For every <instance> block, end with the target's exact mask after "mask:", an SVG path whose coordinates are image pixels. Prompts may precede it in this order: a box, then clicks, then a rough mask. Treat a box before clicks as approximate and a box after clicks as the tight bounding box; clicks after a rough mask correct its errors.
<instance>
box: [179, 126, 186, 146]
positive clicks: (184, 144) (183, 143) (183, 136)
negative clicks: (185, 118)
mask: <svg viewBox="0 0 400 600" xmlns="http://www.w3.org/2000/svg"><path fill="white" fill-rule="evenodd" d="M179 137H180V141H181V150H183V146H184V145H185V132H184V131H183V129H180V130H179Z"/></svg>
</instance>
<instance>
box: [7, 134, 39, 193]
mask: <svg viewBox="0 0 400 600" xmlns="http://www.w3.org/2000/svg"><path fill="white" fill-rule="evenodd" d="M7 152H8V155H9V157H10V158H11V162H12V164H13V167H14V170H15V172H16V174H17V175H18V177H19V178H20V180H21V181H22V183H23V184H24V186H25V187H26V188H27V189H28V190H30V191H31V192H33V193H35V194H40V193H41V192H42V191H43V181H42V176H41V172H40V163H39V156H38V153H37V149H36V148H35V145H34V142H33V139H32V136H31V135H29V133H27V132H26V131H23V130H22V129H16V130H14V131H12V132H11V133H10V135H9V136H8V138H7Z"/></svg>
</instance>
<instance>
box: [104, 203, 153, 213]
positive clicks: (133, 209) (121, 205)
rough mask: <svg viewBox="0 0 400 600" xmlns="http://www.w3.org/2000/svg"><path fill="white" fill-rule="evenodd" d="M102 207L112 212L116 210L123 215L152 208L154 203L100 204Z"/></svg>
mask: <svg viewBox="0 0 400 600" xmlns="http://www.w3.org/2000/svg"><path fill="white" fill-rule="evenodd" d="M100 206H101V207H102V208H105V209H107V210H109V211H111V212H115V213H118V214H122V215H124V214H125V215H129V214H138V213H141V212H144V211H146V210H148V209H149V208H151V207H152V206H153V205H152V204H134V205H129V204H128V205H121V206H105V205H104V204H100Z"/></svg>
* * *
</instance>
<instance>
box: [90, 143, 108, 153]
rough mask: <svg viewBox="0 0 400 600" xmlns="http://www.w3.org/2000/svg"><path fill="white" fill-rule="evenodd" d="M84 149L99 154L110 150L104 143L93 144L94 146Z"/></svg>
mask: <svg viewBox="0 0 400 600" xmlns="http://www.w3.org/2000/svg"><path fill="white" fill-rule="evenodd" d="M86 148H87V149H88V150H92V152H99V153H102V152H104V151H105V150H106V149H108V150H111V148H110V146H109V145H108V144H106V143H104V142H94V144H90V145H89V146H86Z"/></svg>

= Task goal =
From the records above, transcribe exactly the run of lines that opens with the line holding "box: [179, 126, 186, 146]" and closes with the line holding "positive clicks: (133, 209) (121, 205)", both included.

= Answer to this problem =
box: [179, 126, 186, 146]
positive clicks: (184, 144) (183, 143) (183, 136)
negative clicks: (185, 118)
mask: <svg viewBox="0 0 400 600" xmlns="http://www.w3.org/2000/svg"><path fill="white" fill-rule="evenodd" d="M179 137H180V141H181V150H183V146H184V145H185V132H184V131H183V129H180V130H179Z"/></svg>
</instance>
<instance>
box: [7, 134, 39, 193]
mask: <svg viewBox="0 0 400 600" xmlns="http://www.w3.org/2000/svg"><path fill="white" fill-rule="evenodd" d="M7 152H8V155H9V157H10V158H11V162H12V164H13V167H14V170H15V172H16V174H17V175H18V177H19V178H20V180H21V181H22V183H23V184H24V186H25V187H26V188H27V189H28V190H30V191H31V192H33V193H35V194H40V193H41V192H42V191H43V181H42V176H41V172H40V163H39V156H38V153H37V149H36V148H35V145H34V142H33V139H32V136H31V135H29V133H27V132H26V131H23V130H22V129H16V130H14V131H12V132H11V133H10V135H9V136H8V138H7Z"/></svg>
</instance>
<instance>
box: [104, 203, 153, 213]
positive clicks: (133, 209) (121, 205)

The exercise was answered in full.